_Objective 1_. Format the listing, from its first line through the line containing "POLYGON ((305 334, 335", as a JSON list of strings with one string per line, leaving out blank lines and the picture.
═══ Text provided
Reactions don’t always happen in one step. They may need many different collisions. Fortunately, most reactions have one step much slower than the rest, and so rate equations only depend on this one step.

RDS

RDS

  • The rate determining step (RDS) is the slowest step in a reaction.
    • It is the slowest because it has the highest activation energy for a successful collision.
An analogy for the RDS

An analogy for the RDS

  • You can think of it like the ticket barriers at a crowded tube station.
    • People on the other side of the barriers can move very quickly, and people before the barriers can also move very quickly.
    • But it takes ages to get on a tube in rush hour because you can’t get through the barriers very fast.
    • Getting through the barriers is the rate determining step in your tube journey.

Mechanistic Information

The rate equation for a reaction can give us some important details about the mechanism for the reaction.

RDS and the reaction mechanism

RDS and the reaction mechanism

  • Any reactant appearing in the rate equation is involved in the rate determining step (RDS).
══════
═══ Data shown
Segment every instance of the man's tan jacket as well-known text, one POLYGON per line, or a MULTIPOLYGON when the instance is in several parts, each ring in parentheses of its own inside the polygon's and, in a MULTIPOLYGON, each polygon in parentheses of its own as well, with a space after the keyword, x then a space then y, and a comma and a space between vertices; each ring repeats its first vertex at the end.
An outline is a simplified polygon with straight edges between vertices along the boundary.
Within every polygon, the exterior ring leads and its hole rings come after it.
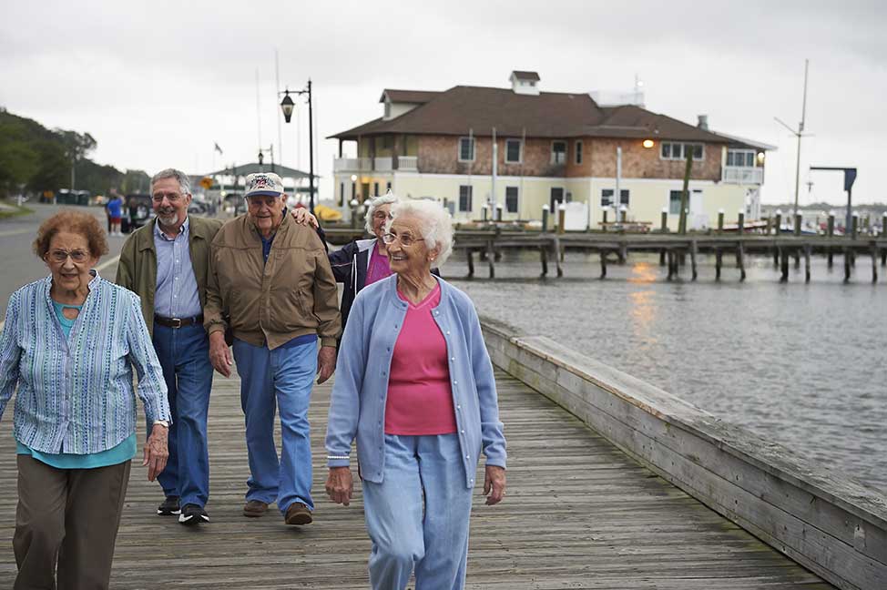
MULTIPOLYGON (((188 250, 197 280, 200 307, 207 307, 207 277, 209 270, 209 244, 221 228, 220 219, 188 216, 188 250)), ((154 331, 154 291, 157 290, 157 248, 154 228, 157 219, 132 232, 120 250, 117 275, 114 282, 126 287, 142 300, 142 315, 148 331, 154 331)))
POLYGON ((305 334, 335 346, 342 331, 338 295, 312 229, 284 213, 265 262, 261 238, 246 213, 212 240, 203 325, 211 334, 230 321, 235 338, 271 350, 305 334))

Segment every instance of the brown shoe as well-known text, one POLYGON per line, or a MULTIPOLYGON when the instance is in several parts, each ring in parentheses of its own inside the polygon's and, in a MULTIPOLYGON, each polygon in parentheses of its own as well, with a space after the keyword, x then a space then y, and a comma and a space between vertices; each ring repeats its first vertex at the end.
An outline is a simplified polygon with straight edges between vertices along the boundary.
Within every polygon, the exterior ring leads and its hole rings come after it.
POLYGON ((287 524, 311 524, 314 521, 311 511, 301 502, 293 502, 290 504, 285 520, 287 524))
POLYGON ((268 512, 268 503, 259 500, 250 500, 243 506, 243 515, 250 518, 264 516, 266 512, 268 512))

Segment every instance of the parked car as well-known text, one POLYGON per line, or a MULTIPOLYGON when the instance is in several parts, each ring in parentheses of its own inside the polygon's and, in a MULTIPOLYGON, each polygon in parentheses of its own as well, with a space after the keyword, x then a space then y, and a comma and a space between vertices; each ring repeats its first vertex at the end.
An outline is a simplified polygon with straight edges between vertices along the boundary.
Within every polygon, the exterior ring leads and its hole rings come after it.
POLYGON ((154 216, 150 195, 127 195, 124 198, 120 231, 130 233, 148 223, 154 216))

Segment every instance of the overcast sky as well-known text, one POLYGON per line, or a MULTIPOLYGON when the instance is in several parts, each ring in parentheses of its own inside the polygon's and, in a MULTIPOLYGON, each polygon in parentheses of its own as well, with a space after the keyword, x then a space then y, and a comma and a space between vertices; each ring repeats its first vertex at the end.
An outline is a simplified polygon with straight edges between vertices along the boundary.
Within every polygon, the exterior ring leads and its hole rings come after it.
POLYGON ((330 197, 323 137, 379 117, 383 88, 505 87, 524 69, 544 91, 627 91, 637 73, 650 110, 778 146, 764 200, 785 202, 796 143, 773 117, 797 126, 809 57, 801 203, 845 198, 840 173, 808 193, 810 165, 856 166, 854 202, 887 201, 885 30, 880 1, 5 2, 0 106, 89 132, 93 158, 121 169, 208 172, 273 143, 307 170, 307 107, 278 141, 276 49, 281 89, 313 82, 330 197))

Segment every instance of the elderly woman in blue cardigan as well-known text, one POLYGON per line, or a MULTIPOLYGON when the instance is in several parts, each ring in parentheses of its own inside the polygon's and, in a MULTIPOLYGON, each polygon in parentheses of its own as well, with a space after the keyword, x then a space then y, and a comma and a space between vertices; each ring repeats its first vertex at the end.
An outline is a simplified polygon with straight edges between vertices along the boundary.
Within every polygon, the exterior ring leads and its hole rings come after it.
POLYGON ((0 418, 18 389, 13 587, 107 588, 136 394, 153 422, 142 462, 153 481, 168 456, 167 385, 138 297, 93 270, 107 253, 96 218, 54 215, 34 250, 50 274, 12 294, 0 334, 0 418))
POLYGON ((327 493, 348 504, 352 442, 372 542, 370 583, 456 590, 465 580, 479 455, 486 504, 505 489, 493 366, 468 297, 432 267, 452 250, 437 203, 402 201, 383 239, 394 274, 354 300, 339 351, 326 447, 327 493))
══════
_Objective 2_. According to the passage on reaction rates, why is the rate determining step the slowest step in a reaction?

_Exercise answer 1_.
[
  "Segment every instance of the man's tan jacket as well-known text, one POLYGON per line, or a MULTIPOLYGON when the instance is in several parts, each ring in parentheses of its own inside the polygon's and, in a MULTIPOLYGON, each polygon in parentheses of its own as well, with a space after the keyword, x then a space then y, and a comma and a space between vertices; each ring repeats its first vertex at the end.",
  "An outline is a simplified polygon with straight edges between vertices along the boundary.",
  "Within every polygon, the exterior ring leads and its hole rings come after it.",
  "MULTIPOLYGON (((188 250, 197 280, 200 307, 207 307, 207 277, 209 270, 209 244, 221 228, 220 219, 188 216, 188 250)), ((154 331, 154 291, 157 290, 157 248, 154 228, 157 219, 132 232, 120 250, 117 275, 114 282, 126 287, 142 300, 142 315, 148 331, 154 331)))",
  "POLYGON ((305 334, 335 346, 342 331, 338 295, 312 229, 284 213, 265 262, 261 238, 246 213, 212 240, 203 325, 211 334, 230 321, 235 338, 271 350, 305 334))"
]

_Exercise answer 2_. It has the highest activation energy for a successful collision.